◆ **PASSAGE SHOWN**:
Mammalian Target of Rapamycin (mTOR) is always in limelight for its wider application. It is a protein of a 289-kDa long chain contains serine and threonine kinase, and was first identified when rapamycin (Sirolimus) was discovered. mTOR helps in the synthesis of important cellular proteins which has a major impact in various aspects of cell growth and differentiation, progression of cell cycle, protein degradation, angiogenesis and apoptosis.
It regulates various growth factors and mostly in cancer mTOR pathway is more active. It is used in most of the therapy areas such as Onclogy, Renal dysfunction, cardiovascular disease. The researcher also identified its application in some neurological disorders, such as tuberous sclerosis complex. M-TOR inhibitors are capable of regulating protein synthesis, cell proliferation, autophagy, and cell death and cell growth. Thus, they are involved in developmental brain malformations, epilepsy, autism and intellectual disability, hypoxic–ischemic and traumatic brain injuries, brain tumors, and neurodegenerative disorders. These regulate protein synthesis and cell growth by regulating the as growth factor levels, oxygen levels, and nutrient and energy availability. They are also being considered for clinical trials for treating epilepsy, autism, dementia, traumatic brain injury, and stroke.
In various types of cancer it has achieved milestone especially in renal cancer. It works by binding to a cytoplasmic protein and by forming a complex which interacts with mTOR kinase. Today these inhibitors are combined with chemotherapy agents for more benefits. Therefore companies have developed second generation m-TOR inhibitors such as ADZ8055 that blocks mTOR signaling more potently than rapalogs.
Now, third-generation mTOR inhibitors are being developed by various companies. These third-generation mTOR inhibitors are capable of overcoming resistance to existing first- and second-generation inhibitors. These new generation mTOR inhibitors exploit the unique juxtaposition of two drug-binding pockets to create a bivalent interaction that allows inhibition of these resistant mutants.
The pipeline of mTOR inhibitors is still growing, and presently contains 21 drugs out of which two drugs have entered into Phase III stage. Pfizer is developing Gedatolisib for the treatment of Acute Myeloid Leukemia. An ophthalmic formulation of Sirolimus is developed by Santen Pharmaceutical Co, Ltd. The drug has also got orphan drug designation from USFDA for the treatment of chronic non-infectious anterior Uveitis.

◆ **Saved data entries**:
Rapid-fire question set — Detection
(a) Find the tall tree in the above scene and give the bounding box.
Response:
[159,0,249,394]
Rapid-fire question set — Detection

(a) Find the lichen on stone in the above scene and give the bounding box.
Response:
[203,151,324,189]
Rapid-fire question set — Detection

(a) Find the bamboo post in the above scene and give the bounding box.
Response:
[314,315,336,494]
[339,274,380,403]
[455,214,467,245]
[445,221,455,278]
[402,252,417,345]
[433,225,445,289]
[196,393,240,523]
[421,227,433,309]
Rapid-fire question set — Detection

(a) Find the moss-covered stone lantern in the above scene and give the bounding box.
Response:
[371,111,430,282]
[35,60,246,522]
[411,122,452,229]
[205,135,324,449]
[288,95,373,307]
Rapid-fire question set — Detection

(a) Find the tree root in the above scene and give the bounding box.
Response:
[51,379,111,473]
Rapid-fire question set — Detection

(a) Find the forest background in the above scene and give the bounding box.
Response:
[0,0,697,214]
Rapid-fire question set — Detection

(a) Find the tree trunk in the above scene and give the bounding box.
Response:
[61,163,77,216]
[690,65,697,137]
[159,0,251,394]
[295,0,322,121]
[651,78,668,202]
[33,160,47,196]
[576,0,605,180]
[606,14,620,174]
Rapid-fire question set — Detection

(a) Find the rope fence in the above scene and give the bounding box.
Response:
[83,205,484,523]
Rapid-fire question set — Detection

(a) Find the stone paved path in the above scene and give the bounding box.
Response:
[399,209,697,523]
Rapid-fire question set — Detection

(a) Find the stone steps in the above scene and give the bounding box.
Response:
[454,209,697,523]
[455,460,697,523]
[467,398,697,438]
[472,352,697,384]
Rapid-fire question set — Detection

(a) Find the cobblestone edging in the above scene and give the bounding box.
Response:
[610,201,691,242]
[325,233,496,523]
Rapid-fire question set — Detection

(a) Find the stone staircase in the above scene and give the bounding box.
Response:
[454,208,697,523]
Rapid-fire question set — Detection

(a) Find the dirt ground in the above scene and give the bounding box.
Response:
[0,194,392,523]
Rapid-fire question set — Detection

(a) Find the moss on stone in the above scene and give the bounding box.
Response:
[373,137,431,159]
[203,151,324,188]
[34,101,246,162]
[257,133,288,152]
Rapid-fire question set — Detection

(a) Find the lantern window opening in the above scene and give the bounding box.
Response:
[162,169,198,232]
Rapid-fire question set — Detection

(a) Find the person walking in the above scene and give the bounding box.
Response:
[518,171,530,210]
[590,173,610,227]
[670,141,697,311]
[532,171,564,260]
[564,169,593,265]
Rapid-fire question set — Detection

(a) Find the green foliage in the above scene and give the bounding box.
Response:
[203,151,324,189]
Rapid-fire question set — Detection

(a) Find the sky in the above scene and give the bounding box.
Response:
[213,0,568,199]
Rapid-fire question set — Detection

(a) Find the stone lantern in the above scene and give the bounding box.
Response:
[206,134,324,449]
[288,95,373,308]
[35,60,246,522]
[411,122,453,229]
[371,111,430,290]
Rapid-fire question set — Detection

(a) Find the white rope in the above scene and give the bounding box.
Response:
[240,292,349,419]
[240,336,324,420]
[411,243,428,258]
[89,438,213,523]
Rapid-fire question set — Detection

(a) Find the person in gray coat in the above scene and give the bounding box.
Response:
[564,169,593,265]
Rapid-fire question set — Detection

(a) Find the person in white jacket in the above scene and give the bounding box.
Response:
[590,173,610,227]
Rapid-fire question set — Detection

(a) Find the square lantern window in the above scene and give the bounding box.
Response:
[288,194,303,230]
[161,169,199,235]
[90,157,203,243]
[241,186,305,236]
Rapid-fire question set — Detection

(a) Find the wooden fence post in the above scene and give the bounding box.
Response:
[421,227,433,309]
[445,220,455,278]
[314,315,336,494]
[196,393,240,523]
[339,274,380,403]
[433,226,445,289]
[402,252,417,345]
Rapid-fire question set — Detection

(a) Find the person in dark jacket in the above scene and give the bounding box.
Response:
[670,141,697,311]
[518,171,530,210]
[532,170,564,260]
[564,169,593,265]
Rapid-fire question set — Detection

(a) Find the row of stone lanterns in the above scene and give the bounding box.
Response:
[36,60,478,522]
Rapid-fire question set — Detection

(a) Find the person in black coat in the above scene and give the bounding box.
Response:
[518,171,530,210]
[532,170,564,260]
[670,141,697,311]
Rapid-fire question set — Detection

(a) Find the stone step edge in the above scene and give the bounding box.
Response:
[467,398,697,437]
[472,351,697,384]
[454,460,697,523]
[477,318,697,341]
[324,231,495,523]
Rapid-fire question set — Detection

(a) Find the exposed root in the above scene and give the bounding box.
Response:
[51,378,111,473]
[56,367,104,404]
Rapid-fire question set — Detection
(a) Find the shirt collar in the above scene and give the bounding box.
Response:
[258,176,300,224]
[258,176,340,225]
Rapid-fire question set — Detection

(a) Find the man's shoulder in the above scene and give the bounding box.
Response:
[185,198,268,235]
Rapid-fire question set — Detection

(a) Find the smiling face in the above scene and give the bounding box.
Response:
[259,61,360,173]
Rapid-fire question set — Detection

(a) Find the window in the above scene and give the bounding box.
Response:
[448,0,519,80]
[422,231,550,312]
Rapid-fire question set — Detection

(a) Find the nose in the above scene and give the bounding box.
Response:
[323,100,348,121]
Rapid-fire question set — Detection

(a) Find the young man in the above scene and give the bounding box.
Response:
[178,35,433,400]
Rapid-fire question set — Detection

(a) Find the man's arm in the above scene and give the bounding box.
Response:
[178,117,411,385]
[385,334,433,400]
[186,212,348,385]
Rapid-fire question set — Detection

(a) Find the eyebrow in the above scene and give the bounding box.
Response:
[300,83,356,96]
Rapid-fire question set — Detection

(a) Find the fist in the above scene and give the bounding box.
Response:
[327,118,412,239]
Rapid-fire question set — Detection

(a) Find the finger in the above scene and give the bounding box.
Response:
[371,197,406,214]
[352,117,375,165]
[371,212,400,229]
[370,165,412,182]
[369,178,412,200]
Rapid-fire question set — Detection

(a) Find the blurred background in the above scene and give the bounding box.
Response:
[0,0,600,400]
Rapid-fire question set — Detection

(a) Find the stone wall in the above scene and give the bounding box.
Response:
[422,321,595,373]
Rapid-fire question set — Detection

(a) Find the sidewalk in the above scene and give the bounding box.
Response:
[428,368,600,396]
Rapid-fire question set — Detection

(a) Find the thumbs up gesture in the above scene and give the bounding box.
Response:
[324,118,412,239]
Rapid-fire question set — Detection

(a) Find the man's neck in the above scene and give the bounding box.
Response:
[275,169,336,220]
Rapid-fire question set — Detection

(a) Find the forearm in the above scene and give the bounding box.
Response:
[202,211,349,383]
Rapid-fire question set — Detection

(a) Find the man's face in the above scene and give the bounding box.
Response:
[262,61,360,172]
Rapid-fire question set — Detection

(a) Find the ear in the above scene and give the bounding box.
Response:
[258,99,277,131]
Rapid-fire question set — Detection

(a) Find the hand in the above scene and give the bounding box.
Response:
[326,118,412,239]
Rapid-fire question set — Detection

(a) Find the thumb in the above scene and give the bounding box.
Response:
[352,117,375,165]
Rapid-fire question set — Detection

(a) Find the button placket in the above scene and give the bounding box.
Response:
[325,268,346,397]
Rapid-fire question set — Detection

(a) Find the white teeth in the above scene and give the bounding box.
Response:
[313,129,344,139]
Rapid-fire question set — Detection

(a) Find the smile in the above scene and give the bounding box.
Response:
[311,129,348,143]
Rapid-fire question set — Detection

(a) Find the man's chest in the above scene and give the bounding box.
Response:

◆ **EXERCISE**:
Decide whether each statement below agrees with the text on mTOR inhibitors, answering yes or no and quoting the words of the text that settle it.
1. mTOR was first identified when rapamycin was discovered.
2. Of the drugs in the mTOR inhibitor pipeline, three have entered Phase III.
3. Pfizer is developing an ophthalmic formulation of Sirolimus.

◆ **YOUR SOLUTION**:
1. Yes: "was first identified when rapamycin (Sirolimus) was discovered."
2. No: "presently contains 21 drugs out of which two drugs have entered into Phase III stage."
3. No: "An ophthalmic formulation of Sirolimus is developed by Santen Pharmaceutical Co, Ltd."